→ STATED GOAL 1: Repeat the entries word for word, starting at the line that contains "Practice step: locate the white milk in" and running through the last of the entries. Leave the pictures out of your answer.
→ STATED GOAL 2: Carry on the post about The Space Merchants and the pleasures of science fiction, picking up after its final sentence.

→ READING PASSAGE:
____

Monday, August 20, 2012

This is her nest - The Space Merchants and Chicken Little, imagination at play

Science fiction is about ideas, I sometimes read.  I resist the usage.  Kant and Nietzsche work with ideas.  Fiction writers, fantasy writers most prominently, work with conceits.  They imagine something new and interesting which I then admire using words like cool and neato and awesome.  The new cool thing is like a new toy.  I do not develop a toy, or take it to its logical conclusion.  I play with it.*  Or, in literature, I follow along while the writer shows me the cool, neato, etc. ways he thought to play with his new toy.

I take this as the greatest pleasure of fantasy literature and its branches, including science fiction: imagination in isolation.  Thus enthusiastic readers overlook or forgive or indulge lapses in story, characters, writing, and taste.  Just keep the cool stuff coming, please!

The Space Merchants (1952) by Frederik Pohl and C. M. Kornbluth is one of the earliest American science fiction classics.  I revisited the novel after twenty years in part because it has just been reissued as part of a Library of America collection (the accompanying website is itself pretty neato), and in part because I wanted to play with its best toy again.  The Space Merchants was originally published under the title Gravy Planet – that’s one of those lapses of taste, although I am not sure that I do not prefer it, given the part of the book I like best.

____

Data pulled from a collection
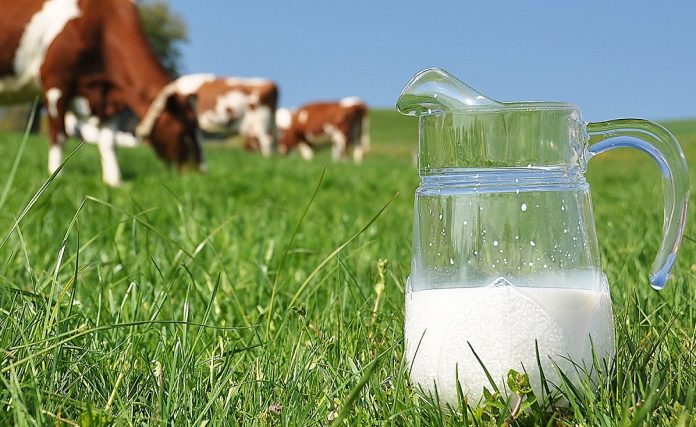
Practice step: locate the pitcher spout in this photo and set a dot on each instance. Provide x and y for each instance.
(435, 90)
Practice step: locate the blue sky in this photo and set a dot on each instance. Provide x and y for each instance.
(613, 58)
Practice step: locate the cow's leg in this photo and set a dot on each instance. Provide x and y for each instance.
(55, 105)
(339, 139)
(262, 124)
(111, 173)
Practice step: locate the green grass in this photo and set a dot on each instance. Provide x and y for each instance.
(222, 298)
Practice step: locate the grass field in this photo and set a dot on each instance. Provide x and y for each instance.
(244, 297)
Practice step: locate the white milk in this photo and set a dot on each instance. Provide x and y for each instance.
(502, 323)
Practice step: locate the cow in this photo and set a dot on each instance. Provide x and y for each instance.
(96, 49)
(342, 124)
(224, 106)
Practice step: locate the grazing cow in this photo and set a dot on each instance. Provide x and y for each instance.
(341, 124)
(237, 106)
(224, 106)
(95, 49)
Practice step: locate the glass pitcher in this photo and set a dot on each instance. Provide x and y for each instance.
(506, 270)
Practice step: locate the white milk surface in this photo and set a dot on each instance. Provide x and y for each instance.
(502, 323)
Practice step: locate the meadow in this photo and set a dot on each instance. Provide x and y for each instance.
(270, 291)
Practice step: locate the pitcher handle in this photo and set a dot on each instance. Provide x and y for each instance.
(661, 145)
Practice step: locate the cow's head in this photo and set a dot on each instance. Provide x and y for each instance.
(173, 133)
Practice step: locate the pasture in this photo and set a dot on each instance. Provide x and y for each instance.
(262, 293)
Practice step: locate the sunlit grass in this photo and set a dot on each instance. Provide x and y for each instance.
(179, 298)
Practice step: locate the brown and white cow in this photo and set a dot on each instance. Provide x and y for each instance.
(342, 124)
(224, 106)
(96, 49)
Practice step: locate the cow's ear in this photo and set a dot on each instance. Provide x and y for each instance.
(182, 104)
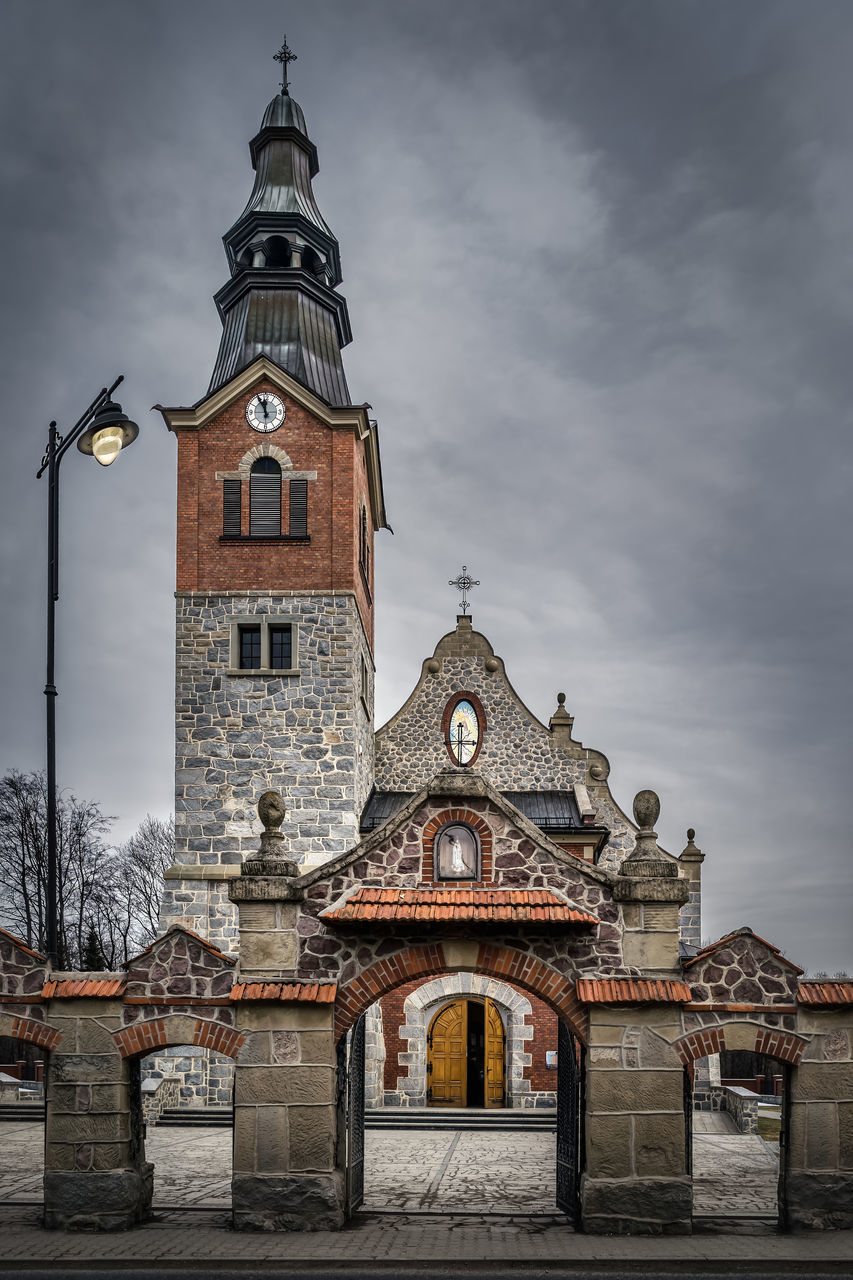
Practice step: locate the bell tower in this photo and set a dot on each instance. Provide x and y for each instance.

____

→ EXERCISE RESPONSE 1:
Practice step: locate the white milk in this photo and set a dot on each instance. Provide x and y for each instance.
(502, 323)
Practice step: locate the cow in this photo and set a dot on each instance. Provide x and y for each instance.
(96, 49)
(342, 124)
(224, 106)
Practice step: locate the grazing cow in this photo and set a dot on each instance. Provide x and y for each instance.
(341, 124)
(237, 106)
(224, 106)
(95, 49)
Practice step: locate the glass pitcher in this photo and set a dot on each instance. Provide x and y for each instance.
(506, 270)
Practice step: locate the white milk surface in this photo and set a dot on each instance. Provide x and y for each instance.
(502, 323)
Practice step: locate the meadow in this photo and set a dot on each instance. Provide x and y for each instance.
(270, 291)
Practice step: locate the pitcher handle in this photo and set a dot on each instance. Provide x and y for each instance.
(661, 145)
Practice step: locate the cow's head in this photo and set a dot on each instance. Provide x and y for each instance.
(173, 133)
Practice step: locate the pasture in this photo and set a dot on each instance. Provide x and y for each instance.
(262, 293)
Practice step: locate the sunlit grass in this photo and set a dot on each instance. Provide x and y for each instance.
(179, 298)
Practice step: locate the brown and white cow in this photo and set a dot on each instance. Provide x and y for each instance.
(342, 124)
(224, 106)
(96, 49)
Practice step: locate the cow's ear in this photo and set a dot on each instance. Provide x and y for each instance.
(182, 104)
Practice step: locate the bell tower in this photo and set a dot on each instance. Provide x and y for each instance.

→ EXERCISE RESPONSE 2:
The novel is a satire of consumerism and advertising.  Michael Dirda runs through that side of the book, the parts that have dated and those that have not.  Many of the jokes would work well today in a situation comedy set in an ad agency.  Timeless or shallow?  A little of both.  One solid idea, or running joke, is that although this future society is completely captured by consumerism and advertising  the standard of living, despite all sorts of magical technological advances, is lower than in 1952.  Wealthy people in New York City can afford cabs, but the cabs are bicycle-powered.  Meat is plentiful, but meat comes from Chicken Little.

That’s the one great invention, I think: Chicken Little,  the giant pulsing living blobs of meat that feed the planet.  Pohl and Kornbluth understand the value of their own idea well enough to know that just talking about Chicken Little is not enough.  They have to rig the plot so we meet it.  Sensitive eaters, avert your gaze:

He swung open her door.  “This is her nest,” he said proudly.  I looked and gulped.

It was a great concrete dome, concrete-floored.  Chicken Little filled most of it.  She was a gray-brown, rubbery hemisphere some fifteen yards in diameter.  Dozens of pipes ran into her pulsating flesh.  You could see that she was alive.

Herrera said to me: “All day I walk around her.  I see a part growing fast, it looks good and tender, I slice.”  His two-handed blade screamed again.  This time it shaved off an inch-thick Chicken Little steak.  (Ch. 9)

Almost the exact midpoint of the novel, right at Syd Field’s Plot Point 2.  Maybe this does not look like much.  No, as prose, as a description, it is not.  I wonder why “fifteen yards” is not “fifty” – reach for the sublime!   The authors build to the moment well, dropping the name without quite saying what it is, and they cleverly use Chicken Little in the plot, so that is part of the scene’s effectiveness.  Even better, though, is the carver and his blade.  I have to imagine him bouncing around on this enormous blob of gum, slicing away with his oversized sword, all of which is completely ridiculous but vivid, a fun use of the new toy.  Perhaps I have to play with the imaginary toy myself, too.  Perhaps that is what it is for.

*  I play with ideas, too, but with toys I only play.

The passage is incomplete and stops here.